Tuesday, April 30, 2013 - 3:24 PM
The International Monetary Fund's effort to negotiate a $4.8 billion loan with Egypt's government has hit new trouble on multiple fronts. First, Egypt's point person for the negotiations resigned, for reasons that remain unclear. Via Ahram Online:
A key Egyptian negotiator with the International Monetary Fund said on Sunday he has resigned as first deputy finance minister, in a potential blow to Cairo's prospects of an early IMF deal.
Hany Kadry Dimian has been the crucial point man in Egypt's protracted and so far fruitless negotiations to obtain a $4.8 billion loan needed to help combat a severe economic crisis...
Kadry gave no explanation for his decision to quit, first reported on the Egyptian dissident Rebel Economy blog, saying he would say more on Tuesday. A senior European diplomat said his departure was not a good omen for Egypt's hopes of wrapping up a deal on the long delayed IMF loan next month, as the government has said it aims to do.
Kadry was the one expert in the ministry who fully understood the IMF programme and was able to deal with the global lender professionally, the diplomat said.
Then a prominent Egyptian politician inveighed against the draft loan package:
Egypt should refuse a $4.8 billion (3 billion pounds) loan from the International Monetary Fund rather than submit to terms that would further impoverish the poor and could spark a revolution of the hungry, leftist leader Hamdeen Sabahi said on Monday.
Sabahi, 58, who came third in a presidential election last year after the 2011 uprising that toppled autocratic President Hosni Mubarak, told Reuters that neither the global lender nor Egypt's Islamist-led government had told the public the truth about austerity conditions attached to the proposed loan.
Meanwhile, Egypt's parliament has delayed consideration of legislation insisted upon by the Fund. Via Reuters:
Speaker of the upper house of parliament Ahmed Fahmy appeared visibly frustrated as he announced that the chamber would halt what had been scheduled as its final reading of the law because it did not have the necessary government data.
"What finance ministry or tax authority does not know how to calculate the income bracket or who benefits and who is harmed? This is not worthy of the council," Fahmy said, as members clapped their support.
Fahmy said that debate was suspended "until the government provides correct data, otherwise this government can go wherever it wants to go."
In addition to cutting fuel subsidies and raising sales taxes, Egypt has said it will rein in its soaring budget deficit with measures including tax changes targeting the wealthy.
Monday, April 29, 2013 - 11:55 AM
Last Thursday, the United Nations Security Council unanimously approved a substantial new peacekeeping mission. The new operation--ponderously named the Multidimensional Integrated Stabilization Mission in Mali (MINUSMA)—will likely become the UN's third-largest peacekeeping mission, after those in Congo and Darfur. But just how multidimensional the force will be is a matter of debate and interpretation. In voting for the mission, Russia's UN envoy, Vitaly Churkin, endorsed a narrow view of its mandate:
[W]e are disturbed by the growing shift towards the military aspects of United Nations peacekeeping. What was once the exception now threatens to become unacknowledged standard practice, with unpredictable and unclear consequences for the security of United Nations personnel and their international legal status.

**SUPPLIED INFORMATION:**

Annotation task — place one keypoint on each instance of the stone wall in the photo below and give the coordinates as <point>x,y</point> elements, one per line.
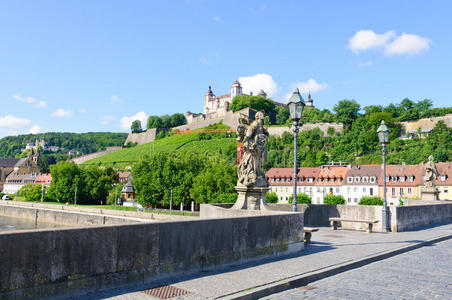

**TASKS TO COMPLETE:**
(a) Decide whether each statement agrees with the news posts, answering yes or no and quoting the words that settle it: (i) Hany Kadry Dimian explained why he resigned; (ii) Hamdeen Sabahi came third in last year's presidential election; (iii) MINUSMA will likely become the UN's largest peacekeeping mission.
(b) Repeat word for word the passage of the news posts between "Hany Kadry Dimian" and "aims to do.", inclusive.
(c) List every person the news posts identify by name.
The data plays no part here.

**THE SOLUTIONS:**
(a)
(i) No: "Kadry gave no explanation for his decision to quit"
(ii) Yes: "came third in a presidential election last year"
(iii) No: "will likely become the UN's third-largest peacekeeping mission"

(b)
Hany Kadry Dimian has been the crucial point man in Egypt's protracted and so far fruitless negotiations to obtain a $4.8 billion loan needed to help combat a severe economic crisis...
Kadry gave no explanation for his decision to quit, first reported on the Egyptian dissident Rebel Economy blog, saying he would say more on Tuesday. A senior European diplomat said his departure was not a good omen for Egypt's hopes of wrapping up a deal on the long delayed IMF loan next month, as the government has said it aims to do.

(c)
Hany Kadry Dimian
Hamdeen Sabahi
Hosni Mubarak
Ahmed Fahmy
Vitaly Churkin